* _Supplied information_:

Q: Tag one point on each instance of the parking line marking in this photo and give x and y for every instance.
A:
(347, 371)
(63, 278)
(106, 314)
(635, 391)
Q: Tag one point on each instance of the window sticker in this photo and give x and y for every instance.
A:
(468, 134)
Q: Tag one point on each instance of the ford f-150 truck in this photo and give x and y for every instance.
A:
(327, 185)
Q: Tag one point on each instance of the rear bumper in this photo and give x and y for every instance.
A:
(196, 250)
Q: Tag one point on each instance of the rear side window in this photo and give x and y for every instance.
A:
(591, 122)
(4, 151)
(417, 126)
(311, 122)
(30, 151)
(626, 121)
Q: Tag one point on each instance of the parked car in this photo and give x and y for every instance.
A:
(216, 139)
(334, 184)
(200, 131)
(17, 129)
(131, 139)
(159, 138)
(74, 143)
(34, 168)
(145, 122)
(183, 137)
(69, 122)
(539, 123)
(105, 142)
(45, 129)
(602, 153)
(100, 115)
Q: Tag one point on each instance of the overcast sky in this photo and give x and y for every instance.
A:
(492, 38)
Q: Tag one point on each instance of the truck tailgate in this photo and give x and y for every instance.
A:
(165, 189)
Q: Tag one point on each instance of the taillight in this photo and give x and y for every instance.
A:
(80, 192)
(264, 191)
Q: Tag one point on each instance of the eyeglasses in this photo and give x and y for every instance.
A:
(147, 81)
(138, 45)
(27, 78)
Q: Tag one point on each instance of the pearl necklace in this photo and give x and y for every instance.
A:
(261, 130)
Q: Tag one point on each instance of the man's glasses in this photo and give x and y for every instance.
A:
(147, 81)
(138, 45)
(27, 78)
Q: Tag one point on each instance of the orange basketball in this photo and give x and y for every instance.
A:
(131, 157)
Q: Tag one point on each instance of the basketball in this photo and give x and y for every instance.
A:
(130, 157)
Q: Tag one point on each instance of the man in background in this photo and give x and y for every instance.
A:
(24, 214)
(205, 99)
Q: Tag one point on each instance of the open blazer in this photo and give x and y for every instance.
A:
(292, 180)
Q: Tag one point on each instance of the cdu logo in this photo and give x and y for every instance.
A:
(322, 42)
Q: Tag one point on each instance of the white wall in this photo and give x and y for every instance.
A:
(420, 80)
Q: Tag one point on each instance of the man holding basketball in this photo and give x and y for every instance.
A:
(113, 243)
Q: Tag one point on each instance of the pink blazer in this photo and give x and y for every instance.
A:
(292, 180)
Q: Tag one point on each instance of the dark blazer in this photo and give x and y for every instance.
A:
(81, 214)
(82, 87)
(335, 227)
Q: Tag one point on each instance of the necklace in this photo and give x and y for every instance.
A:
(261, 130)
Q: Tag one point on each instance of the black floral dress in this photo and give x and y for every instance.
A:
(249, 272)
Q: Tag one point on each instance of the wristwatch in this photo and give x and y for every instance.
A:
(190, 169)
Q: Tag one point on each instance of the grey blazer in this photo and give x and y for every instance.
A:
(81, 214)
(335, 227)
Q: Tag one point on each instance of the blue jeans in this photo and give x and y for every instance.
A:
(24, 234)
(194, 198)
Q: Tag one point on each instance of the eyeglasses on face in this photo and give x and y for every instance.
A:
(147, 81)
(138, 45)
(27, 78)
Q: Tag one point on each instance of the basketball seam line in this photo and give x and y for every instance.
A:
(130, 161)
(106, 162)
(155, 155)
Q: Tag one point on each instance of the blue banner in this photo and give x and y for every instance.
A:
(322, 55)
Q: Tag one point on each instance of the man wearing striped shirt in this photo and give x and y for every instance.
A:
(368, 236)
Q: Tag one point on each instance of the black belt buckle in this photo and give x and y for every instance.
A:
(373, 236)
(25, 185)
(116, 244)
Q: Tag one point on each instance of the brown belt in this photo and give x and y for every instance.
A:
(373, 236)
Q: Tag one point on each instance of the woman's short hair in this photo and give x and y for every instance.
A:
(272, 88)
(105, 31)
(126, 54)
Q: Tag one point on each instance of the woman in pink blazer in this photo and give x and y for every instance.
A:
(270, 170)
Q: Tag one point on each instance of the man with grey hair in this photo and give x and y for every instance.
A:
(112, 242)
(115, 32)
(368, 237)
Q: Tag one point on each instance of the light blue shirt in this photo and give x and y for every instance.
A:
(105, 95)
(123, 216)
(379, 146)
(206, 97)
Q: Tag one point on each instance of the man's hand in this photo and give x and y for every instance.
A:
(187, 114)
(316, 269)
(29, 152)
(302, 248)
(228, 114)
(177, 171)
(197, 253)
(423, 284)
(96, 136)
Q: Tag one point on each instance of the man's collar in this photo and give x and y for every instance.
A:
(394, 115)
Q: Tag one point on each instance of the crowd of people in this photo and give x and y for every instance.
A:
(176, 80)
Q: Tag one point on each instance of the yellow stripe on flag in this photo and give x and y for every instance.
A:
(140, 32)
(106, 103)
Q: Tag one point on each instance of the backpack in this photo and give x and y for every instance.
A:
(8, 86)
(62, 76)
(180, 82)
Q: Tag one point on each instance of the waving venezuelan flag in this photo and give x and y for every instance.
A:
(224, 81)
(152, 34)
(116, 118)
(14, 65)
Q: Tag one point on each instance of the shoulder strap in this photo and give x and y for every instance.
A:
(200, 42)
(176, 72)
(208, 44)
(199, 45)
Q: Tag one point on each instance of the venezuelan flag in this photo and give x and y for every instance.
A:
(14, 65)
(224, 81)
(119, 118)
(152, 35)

* _What the task requires_: Pull each line that includes the word "pink" out of the material above.

* _Answer section_:
Q: Tag one point on each instance of the pink blazer in this photo and give x and y for every instance.
Q: Tag one point on each instance of the woman in pink blazer in this photo and give x and y for every instance.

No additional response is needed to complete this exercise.